* DATASET EXCERPTS *
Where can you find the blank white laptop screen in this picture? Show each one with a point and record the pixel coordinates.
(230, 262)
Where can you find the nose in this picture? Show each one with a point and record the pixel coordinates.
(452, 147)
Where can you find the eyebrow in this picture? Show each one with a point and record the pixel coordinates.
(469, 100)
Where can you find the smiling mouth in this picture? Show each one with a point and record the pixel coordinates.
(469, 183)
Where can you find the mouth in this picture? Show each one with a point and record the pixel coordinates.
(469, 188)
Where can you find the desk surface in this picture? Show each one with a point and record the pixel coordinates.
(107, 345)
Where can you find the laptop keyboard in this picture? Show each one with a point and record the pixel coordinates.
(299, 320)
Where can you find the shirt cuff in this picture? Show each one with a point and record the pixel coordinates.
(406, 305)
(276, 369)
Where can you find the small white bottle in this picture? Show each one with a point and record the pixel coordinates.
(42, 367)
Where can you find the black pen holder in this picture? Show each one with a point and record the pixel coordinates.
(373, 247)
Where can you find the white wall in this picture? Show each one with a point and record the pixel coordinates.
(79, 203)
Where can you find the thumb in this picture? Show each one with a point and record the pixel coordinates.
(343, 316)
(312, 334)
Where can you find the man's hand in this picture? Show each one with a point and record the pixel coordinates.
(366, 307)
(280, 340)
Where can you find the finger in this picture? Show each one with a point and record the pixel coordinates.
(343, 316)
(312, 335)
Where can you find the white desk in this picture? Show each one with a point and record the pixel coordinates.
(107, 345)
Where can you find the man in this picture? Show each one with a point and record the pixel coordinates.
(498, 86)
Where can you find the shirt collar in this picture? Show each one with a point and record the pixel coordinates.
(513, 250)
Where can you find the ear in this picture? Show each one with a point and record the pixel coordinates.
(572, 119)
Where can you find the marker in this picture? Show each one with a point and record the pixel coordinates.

* GIVEN REQUEST *
Rewrite the records above so that "pixel coordinates" becomes "image coordinates" wherever it appears, and keep everything else unchanged.

* WRITTEN SOLUTION *
Where can you find the blank white laptop screen in this picture? Show each one with a point and record the image coordinates.
(230, 262)
Where can you find the nose in this picture? Show each one with a point and record the image coordinates.
(452, 147)
Where can you find the eyebrow in this picture? Show each one with a point and record the image coordinates.
(469, 100)
Where can you find the smiling mouth in this picture? Show each one with a point and record the image coordinates.
(469, 183)
Where can you find the mouth in this picture? Show each one with a point and record the image coordinates.
(469, 188)
Where can you find the desk surface in this picture? Show each one with a point and record the image coordinates.
(107, 345)
Where can you find the laptop keyboard in this picture? Show each one with a point and record the image coordinates.
(299, 320)
Where can you find the shirt cuff in this picture? Show each one with a point and record the image coordinates.
(406, 305)
(276, 369)
Where can you find the small white bottle in this picture? Show each one with a point and record the image coordinates.
(42, 367)
Where can you find the black pen holder in this picture? Show each one with a point and record the image coordinates.
(373, 247)
Where can you find the white wall in this picture? Show each one with a point and record the image coordinates.
(79, 203)
Where can you find the thumb in this picture? Show each one with a point and record the image coordinates.
(343, 316)
(312, 334)
Where can you find the man's hand in this picture? Show each one with a point and record the image coordinates.
(366, 307)
(280, 340)
Where can you find the finger in this picture? Show each one with a point and record the image coordinates.
(343, 316)
(312, 335)
Where can you find the white desk in this picture? Show each one with a point and record the image coordinates.
(107, 345)
Where can you find the man in this picture? Show each one with a point and record the image coordinates.
(498, 86)
Where can you find the shirt collar in this picture? Show each one with a point and record the image coordinates.
(513, 250)
Where can you find the ear in this picture? Show each one with a point and record the image coordinates.
(572, 119)
Where can you find the marker in this picture? Show each one with a point and record the image coordinates.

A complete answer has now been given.